1. Apparatus comprising at least one computer-readable storage medium comprising computer-executable instructions stored thereon that, when executed by a general-purpose computer, transform the general-purpose computer into a special-purpose computer that is operative to:
monitor packet traffic to or from a plurality of subscribers to an Internet service provider (ISP); and
analyze at least one of the packets to determine whether at least part of the packet traffic is indicative of suspected click fraud affecting at least one website visited by at least one of the subscribers.
2. The apparatus of claim 1, wherein the at least one computer-readable storage medium further comprises instructions that, when executed by the general purpose computer, transform the general-purpose computer into the special-purpose computer that is operative to notify at least one of the subscribers in the event that computing systems associated with the notified subscriber is involved with the suspected click fraud.
3. The apparatus of claim 1, wherein the special-purpose computer that is operative to analyze at least one of the packets detects a plurality of automatic browser redirect operations by which at least one of the subscribers is navigated to the website.
4. The apparatus of claim 3, wherein the special-purpose computer that is operative to detect a plurality of automatic browser redirect operations detects that the browser redirect operations occurred more quickly than a typical pattern associated with the at least one subscriber.

→ **DIRECTIONS**:
1. Reproduce the portion of the patent claims starting at "2. The apparatus" and ending at "to the website.".
2. In the patent claims, name every claim that refers back to an earlier claim, along with the claim it refers to.
The listing has nothing to do with the patent claims.

→ **RECORDS SUPPLIED**:

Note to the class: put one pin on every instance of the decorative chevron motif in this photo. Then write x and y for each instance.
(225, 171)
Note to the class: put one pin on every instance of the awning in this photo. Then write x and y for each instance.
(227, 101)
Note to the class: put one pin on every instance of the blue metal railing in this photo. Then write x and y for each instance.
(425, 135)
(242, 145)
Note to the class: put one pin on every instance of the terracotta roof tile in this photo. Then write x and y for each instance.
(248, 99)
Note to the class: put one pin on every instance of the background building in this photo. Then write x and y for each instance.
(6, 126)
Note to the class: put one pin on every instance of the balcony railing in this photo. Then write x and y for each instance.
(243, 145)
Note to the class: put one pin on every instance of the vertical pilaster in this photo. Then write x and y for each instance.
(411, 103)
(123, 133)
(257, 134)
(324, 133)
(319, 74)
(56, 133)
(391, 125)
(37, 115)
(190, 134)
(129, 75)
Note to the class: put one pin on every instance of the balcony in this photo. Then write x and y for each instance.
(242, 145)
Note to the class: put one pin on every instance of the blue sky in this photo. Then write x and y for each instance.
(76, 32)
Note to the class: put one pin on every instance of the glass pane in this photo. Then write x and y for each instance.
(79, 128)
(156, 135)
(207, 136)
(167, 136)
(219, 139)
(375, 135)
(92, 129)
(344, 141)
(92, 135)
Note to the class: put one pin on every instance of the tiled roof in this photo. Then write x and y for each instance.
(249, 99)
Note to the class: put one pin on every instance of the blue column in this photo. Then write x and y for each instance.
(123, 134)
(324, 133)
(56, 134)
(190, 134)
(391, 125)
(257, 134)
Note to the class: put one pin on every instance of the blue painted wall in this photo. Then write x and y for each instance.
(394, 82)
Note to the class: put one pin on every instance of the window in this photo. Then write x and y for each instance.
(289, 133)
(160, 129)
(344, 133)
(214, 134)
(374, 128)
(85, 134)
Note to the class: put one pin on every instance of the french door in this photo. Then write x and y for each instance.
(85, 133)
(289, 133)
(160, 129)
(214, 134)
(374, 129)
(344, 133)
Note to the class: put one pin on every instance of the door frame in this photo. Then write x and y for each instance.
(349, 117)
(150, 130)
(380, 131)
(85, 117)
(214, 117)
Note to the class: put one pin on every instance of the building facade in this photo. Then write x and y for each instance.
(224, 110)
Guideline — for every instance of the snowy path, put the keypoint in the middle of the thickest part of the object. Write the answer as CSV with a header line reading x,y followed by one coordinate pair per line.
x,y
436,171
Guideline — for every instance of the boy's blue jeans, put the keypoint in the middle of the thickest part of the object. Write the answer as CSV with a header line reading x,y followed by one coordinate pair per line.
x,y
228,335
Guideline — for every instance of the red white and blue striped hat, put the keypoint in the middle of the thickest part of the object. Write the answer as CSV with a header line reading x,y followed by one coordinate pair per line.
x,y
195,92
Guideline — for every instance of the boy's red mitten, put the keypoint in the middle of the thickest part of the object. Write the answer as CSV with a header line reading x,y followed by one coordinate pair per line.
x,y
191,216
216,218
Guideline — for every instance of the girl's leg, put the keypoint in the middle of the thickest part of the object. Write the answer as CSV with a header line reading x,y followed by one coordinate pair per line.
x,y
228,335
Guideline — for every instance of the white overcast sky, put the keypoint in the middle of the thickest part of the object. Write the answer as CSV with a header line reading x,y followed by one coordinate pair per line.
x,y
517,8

→ **SOLUTIONS IN ORDER**:
1.
2. The apparatus of claim 1, wherein the at least one computer-readable storage medium further comprises instructions that, when executed by the general purpose computer, transform the general-purpose computer into the special-purpose computer that is operative to notify at least one of the subscribers in the event that computing systems associated with the notified subscriber is involved with the suspected click fraud.
3. The apparatus of claim 1, wherein the special-purpose computer that is operative to analyze at least one of the packets detects a plurality of automatic browser redirect operations by which at least one of the subscribers is navigated to the website.

2.
Claim 2 refers to claim 1.
Claim 3 refers to claim 1.
Claim 4 refers to claim 3.